• Point annotation data
┏━━
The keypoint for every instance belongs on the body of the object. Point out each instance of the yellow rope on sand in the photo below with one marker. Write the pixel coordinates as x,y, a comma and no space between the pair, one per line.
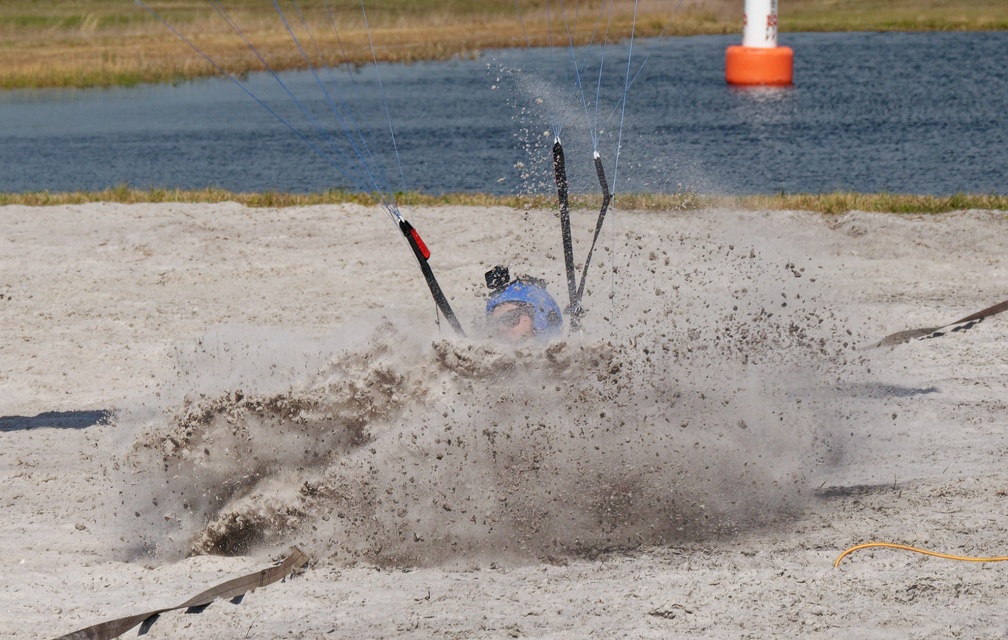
907,547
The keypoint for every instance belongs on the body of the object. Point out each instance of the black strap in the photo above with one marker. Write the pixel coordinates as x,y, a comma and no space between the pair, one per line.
233,589
606,198
933,332
559,172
┗━━
• EXERCISE OBJECTIVE
Reproduce the material above line for line, with every word and coordinate unchanged. Leave out the pictures.

• SOLVED EXERCISE
The keypoint for every instance belongs on the body of the object. Point out each instance of the yellow rope on sand in the photo below with one marker. Write the pixel coordinates as x,y, a comma and no space between the pair, one per line.
907,547
The keypoint for every instance belongs on the body of the object. Point out each instance of the black strap in the photo above with one marker. Write the pixel coordinates as x,y, a comma and no space between the pair, one per line.
233,589
606,198
933,332
559,172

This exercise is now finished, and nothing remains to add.